» SET EXERCISE A: Show every line of the records that contains the word "white", matching case exactly.

=== TEXT EXTRACT ===

Back to Recent research

Discuss this story

AUROC of 0.983 and average precision of 0.913 that sounds pretty good to me! Looking forward to seeing the results of this once it's applied in a more practical setting. ((u|Sdkb))talk 11:57, 1 June 2020 (UTC)[reply]

Looking at it, I suspect it might help to filter out company Paidcoi SPAs, which is certainly worthwhile, but the "professionals" can tweak their behaviour fairly easy to heavily minimise their appearance without that much more work (e.g. in edits used to gain AC). Nosebagbear (talk) 12:45, 1 June 2020 (UTC)[reply]
Goodhart's law applies. Nemo 14:16, 1 June 2020 (UTC)[reply]
I've been working in this arena for a while, and in fact have a credit in the paper for contributing labeled data that was used to train the model. We aren't sure how sophisticated some of these operations are but my feeling is there's a distinct break between the activities of the outfits catering to well-funded Global North entities (in particular corporations and their executives, entertainers/entertainment companies, and politicians and political groups) – probably what you mean by the "professionals" – and the rest. I wouldn't be surprised if the former are highly aware of the investigative techniques used on-Wiki, and adapt to whatever metrics and techniques we apply, but the latter are unable to, at least quickly. But the greatest volume of stuff that has to be dealt with is due to the less sophisticated group, and it would still be useful to have tools that willow that away so human effort can be focused on the remainder. ☆ Bri (talk) 16:30, 1 June 2020 (UTC)[reply]
Yes, or in other words it's easy to focus on the least consequential cases, while large-scale manipulations by well-funded enemies of the neutral point of view will be left untouched. Nemo 18:00, 1 June 2020 (UTC)[reply]
That's kind of the opposite of what I said. Enhanced tools can help identify the least consequential cases; and dogged and talented experts can detect large-scale manipulations by well-funded enemies of the neutral point of view. You should drop in at WP:COIN and see how it works. ☆ Bri (talk) 02:47, 2 June 2020 (UTC)[reply]
@Sdkb: I put together the dataset that the authors used and generated a lot of the features. When I last checked on unseen articles, it was classifying 50% as UPE... so clearly not much help in practice. Admittedly I wasn't aware they'd published this and they might have improved, but the metrics they were getting back then were pretty similar. I still think this is possible, but it requires a lot more work to generate the training data. SmartSE (talk) 17:16, 3 June 2020 (UTC)[reply]
  • Guy, some of your edits might score high on that axis, but I don't think you would be selected by the algorithm due to the additional features outlined in 4.2 User-based features. Both of these would score low: average time between two consecutive edits made by the same user in the same article and the percentage of edits made by a user that are less than 10 bytes. Unclear if the last thing is scored across the suspicious article or across the account's lifetime, but either way. ☆ Bri (talk) 19:03, 1 June 2020 (UTC)[reply]

===

» SET EXERCISE B:
Answer these questions from the discussion above, one per line:
(i) What AUROC figure does the first comment cite?
(ii) Which law does Nemo say applies?
(iii) What percentage of unseen articles was being classified as UPE when SmartSE last checked?

=== THE DATA ===

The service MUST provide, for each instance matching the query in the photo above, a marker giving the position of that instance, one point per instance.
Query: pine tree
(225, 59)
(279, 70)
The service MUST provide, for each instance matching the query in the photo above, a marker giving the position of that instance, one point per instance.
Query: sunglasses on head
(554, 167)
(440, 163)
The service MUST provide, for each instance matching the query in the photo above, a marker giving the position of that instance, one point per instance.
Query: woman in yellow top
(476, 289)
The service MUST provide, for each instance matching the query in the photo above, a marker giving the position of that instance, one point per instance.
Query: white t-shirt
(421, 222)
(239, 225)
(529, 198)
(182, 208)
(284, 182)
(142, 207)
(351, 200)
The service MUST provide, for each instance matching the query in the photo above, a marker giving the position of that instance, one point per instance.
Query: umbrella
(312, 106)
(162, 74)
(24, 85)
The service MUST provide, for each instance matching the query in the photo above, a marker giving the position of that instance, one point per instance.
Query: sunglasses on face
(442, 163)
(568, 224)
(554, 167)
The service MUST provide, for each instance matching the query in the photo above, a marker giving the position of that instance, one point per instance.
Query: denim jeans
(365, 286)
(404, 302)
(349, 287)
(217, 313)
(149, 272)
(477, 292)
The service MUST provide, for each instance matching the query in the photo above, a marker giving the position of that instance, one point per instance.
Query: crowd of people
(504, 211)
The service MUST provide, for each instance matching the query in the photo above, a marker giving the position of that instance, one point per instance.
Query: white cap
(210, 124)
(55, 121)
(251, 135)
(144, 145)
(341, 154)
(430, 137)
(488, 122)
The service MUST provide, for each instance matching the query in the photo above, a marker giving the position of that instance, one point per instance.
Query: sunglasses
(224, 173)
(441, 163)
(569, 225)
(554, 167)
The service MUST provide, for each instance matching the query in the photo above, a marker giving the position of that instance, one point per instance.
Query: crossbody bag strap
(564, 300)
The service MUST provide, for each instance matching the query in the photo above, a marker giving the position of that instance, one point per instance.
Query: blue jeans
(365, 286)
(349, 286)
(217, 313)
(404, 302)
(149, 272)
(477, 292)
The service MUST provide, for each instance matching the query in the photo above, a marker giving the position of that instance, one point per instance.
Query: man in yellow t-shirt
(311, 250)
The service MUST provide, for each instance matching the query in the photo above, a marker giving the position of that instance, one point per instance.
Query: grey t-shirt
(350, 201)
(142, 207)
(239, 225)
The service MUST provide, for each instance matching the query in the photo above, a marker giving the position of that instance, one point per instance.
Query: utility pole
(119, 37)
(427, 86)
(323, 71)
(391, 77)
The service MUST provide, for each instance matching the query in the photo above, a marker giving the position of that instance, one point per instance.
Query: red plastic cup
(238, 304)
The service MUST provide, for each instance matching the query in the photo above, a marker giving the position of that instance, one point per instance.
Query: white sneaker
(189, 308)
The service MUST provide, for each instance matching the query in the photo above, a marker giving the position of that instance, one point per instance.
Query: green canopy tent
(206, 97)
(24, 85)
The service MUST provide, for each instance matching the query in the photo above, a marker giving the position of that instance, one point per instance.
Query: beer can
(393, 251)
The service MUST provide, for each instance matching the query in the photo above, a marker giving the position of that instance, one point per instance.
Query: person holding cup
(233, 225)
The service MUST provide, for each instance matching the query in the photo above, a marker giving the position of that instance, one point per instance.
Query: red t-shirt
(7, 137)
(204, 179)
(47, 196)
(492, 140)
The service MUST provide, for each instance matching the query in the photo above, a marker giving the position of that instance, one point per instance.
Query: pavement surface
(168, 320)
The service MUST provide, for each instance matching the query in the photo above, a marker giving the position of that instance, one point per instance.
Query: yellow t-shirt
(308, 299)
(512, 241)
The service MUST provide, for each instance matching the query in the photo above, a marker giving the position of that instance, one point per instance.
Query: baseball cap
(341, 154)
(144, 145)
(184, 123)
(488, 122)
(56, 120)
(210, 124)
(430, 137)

===

» WRITTEN SOLUTION A:
Query: white t-shirt
Query: white cap
Query: white sneaker

» WRITTEN SOLUTION B:
(i) 0.983
(ii) Goodhart's law
(iii) 50%